malvados atrapados en un túnel donde nos devoraremos lentamente.
La
situación no es para menos, pues llevamos lustros desgastados entre la
corrupción, la violencia y una democratización que a veces parece empeorar
nuestra percepción sobre el valor de la política como instrumento para avanzar
como sociedad. La deuda social con los más pobres frente al gasto “exorbitante”
de los partidos, por ejemplo, es una de las razones del enojo. Las listas de
los millonarios frente a las cifras de subdesarrollo y saqueo frente a las
necesidades apremiantes de la población, nos generó el odio colectivo y el
desprecio a las élites. Los valores del mercado nos obligaron a estar en
permanente competencia, pasando de una sociedad desescolarizada a una
escolarización para vendernos, y la meritocracia como fórmula de tener un
espacio asegurado en los sectores públicos y privados.

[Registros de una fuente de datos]
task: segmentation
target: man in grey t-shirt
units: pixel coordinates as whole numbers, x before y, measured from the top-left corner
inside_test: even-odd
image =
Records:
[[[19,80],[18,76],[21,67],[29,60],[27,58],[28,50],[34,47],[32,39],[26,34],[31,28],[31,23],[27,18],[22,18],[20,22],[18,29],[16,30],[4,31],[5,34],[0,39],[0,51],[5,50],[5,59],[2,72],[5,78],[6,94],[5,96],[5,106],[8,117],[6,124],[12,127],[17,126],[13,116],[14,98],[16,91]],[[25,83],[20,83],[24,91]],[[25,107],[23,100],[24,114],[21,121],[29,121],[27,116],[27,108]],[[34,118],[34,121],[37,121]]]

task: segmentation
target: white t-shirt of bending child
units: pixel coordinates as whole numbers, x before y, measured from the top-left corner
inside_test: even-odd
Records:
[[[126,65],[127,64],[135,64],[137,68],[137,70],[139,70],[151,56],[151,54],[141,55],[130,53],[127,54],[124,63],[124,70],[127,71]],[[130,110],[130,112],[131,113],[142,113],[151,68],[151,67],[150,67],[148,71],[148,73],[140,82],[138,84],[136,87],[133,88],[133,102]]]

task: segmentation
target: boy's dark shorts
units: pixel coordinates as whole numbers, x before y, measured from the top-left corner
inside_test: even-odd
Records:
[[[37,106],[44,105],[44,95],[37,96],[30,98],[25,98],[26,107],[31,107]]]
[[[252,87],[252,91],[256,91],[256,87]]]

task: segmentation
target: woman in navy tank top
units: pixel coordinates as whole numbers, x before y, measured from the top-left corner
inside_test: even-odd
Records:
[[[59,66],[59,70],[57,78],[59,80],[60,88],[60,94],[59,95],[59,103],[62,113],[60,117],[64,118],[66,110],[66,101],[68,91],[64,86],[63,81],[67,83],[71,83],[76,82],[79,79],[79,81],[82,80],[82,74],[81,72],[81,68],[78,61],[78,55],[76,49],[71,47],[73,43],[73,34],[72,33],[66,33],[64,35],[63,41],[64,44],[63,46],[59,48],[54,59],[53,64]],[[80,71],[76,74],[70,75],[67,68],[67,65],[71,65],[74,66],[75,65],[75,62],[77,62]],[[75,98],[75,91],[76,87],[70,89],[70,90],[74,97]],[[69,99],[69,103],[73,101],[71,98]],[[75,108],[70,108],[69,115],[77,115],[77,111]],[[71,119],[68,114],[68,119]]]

_PREGUNTAS DE ESTUDIO:_
1. ¿Qué da el texto seleccionado como ejemplo de una de las razones del enojo?
2. Enumera las tres cosas entre las que, según el texto seleccionado, llevamos lustros desgastados.
3. Reproduce el fragmento del texto seleccionado que va de "malvados atrapados en" a "públicos y privados.", ambos incluidos.

_RESPUESTAS DEL EJERCICIO:_
1. La deuda social con los más pobres frente al gasto “exorbitante” de los partidos.

2.
- La corrupción
- La violencia
- Una democratización que a veces parece empeorar nuestra percepción sobre el valor de la política como instrumento para avanzar como sociedad

3.
malvados atrapados en un túnel donde nos devoraremos lentamente.
La
situación no es para menos, pues llevamos lustros desgastados entre la
corrupción, la violencia y una democratización que a veces parece empeorar
nuestra percepción sobre el valor de la política como instrumento para avanzar
como sociedad. La deuda social con los más pobres frente al gasto “exorbitante”
de los partidos, por ejemplo, es una de las razones del enojo. Las listas de
los millonarios frente a las cifras de subdesarrollo y saqueo frente a las
necesidades apremiantes de la población, nos generó el odio colectivo y el
desprecio a las élites. Los valores del mercado nos obligaron a estar en
permanente competencia, pasando de una sociedad desescolarizada a una
escolarización para vendernos, y la meritocracia como fórmula de tener un
espacio asegurado en los sectores públicos y privados.